*INPUT DATA*.

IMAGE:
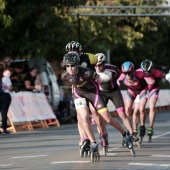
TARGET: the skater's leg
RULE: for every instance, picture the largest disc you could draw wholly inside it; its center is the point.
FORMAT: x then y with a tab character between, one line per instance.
142	105
84	114
152	113
81	130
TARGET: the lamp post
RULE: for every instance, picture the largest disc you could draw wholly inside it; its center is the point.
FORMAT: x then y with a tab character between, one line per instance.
79	25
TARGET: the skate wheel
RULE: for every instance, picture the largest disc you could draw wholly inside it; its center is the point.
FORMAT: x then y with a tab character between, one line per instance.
141	140
92	157
149	139
139	146
81	153
133	152
123	143
105	150
87	153
97	157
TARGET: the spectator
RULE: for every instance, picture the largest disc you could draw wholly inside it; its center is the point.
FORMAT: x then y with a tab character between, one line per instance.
167	77
16	77
5	97
7	61
30	78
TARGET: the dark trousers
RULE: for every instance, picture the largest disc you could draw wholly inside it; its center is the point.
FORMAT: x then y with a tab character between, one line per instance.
5	100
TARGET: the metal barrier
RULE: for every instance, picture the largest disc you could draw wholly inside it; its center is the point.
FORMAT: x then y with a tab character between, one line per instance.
66	106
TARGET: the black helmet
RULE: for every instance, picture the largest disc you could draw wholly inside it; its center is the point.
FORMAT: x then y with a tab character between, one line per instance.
71	58
100	58
146	65
73	46
127	67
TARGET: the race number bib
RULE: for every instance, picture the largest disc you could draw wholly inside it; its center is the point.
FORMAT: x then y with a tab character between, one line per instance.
80	103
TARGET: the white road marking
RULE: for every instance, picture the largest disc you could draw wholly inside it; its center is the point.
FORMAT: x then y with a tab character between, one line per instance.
67	162
109	154
165	156
164	134
29	156
3	165
148	164
112	149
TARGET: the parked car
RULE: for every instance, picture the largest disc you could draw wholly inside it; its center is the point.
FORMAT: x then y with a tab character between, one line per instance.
48	77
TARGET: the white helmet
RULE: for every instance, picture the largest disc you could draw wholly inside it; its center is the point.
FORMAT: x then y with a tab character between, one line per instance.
100	58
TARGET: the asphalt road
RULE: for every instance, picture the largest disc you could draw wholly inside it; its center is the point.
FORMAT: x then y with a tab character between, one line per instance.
56	148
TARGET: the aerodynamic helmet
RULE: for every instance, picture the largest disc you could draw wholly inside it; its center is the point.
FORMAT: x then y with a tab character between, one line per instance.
71	58
146	65
73	46
127	67
100	58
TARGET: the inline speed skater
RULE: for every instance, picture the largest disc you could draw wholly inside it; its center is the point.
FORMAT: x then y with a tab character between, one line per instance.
152	76
81	78
110	90
86	60
134	80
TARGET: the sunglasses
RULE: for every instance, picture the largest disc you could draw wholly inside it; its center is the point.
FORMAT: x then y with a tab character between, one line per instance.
99	65
71	65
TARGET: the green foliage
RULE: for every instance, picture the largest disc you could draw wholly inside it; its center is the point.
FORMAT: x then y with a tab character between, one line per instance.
29	27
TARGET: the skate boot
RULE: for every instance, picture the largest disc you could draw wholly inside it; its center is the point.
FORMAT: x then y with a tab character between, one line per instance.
129	142
135	137
95	156
85	148
142	133
81	142
104	143
150	133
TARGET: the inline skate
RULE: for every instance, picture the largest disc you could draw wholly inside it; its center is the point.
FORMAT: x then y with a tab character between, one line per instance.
142	133
150	133
104	143
84	148
135	137
95	156
129	142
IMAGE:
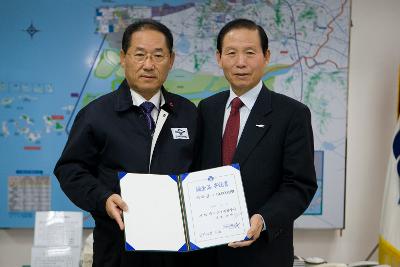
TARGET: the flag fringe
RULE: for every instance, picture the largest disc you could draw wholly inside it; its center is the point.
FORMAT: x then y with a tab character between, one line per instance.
388	254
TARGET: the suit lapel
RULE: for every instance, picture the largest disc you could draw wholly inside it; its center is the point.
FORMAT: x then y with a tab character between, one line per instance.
256	126
216	122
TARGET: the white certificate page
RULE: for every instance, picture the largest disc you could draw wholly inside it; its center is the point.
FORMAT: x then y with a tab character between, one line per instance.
215	206
153	220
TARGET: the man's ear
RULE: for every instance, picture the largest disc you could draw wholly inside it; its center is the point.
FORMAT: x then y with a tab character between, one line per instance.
171	59
218	57
122	58
267	57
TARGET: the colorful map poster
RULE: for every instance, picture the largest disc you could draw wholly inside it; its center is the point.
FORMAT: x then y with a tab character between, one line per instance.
57	56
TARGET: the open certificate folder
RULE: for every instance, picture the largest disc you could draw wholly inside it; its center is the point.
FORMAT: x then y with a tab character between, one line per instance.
184	212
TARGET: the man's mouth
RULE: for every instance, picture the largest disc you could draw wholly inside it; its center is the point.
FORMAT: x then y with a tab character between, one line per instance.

*CHALLENGE*. Copy the records word for word, starting at the line containing "TARGET: the man's mouth" and ending at the last line of the records, with both ends included.

*WRITTEN SOLUTION*.
TARGET: the man's mouth
RULE: for every instance, picture the largest disc you could draw wholly inside it; its center is the point.
FORMAT: x then y with a tab character between, one line per instance.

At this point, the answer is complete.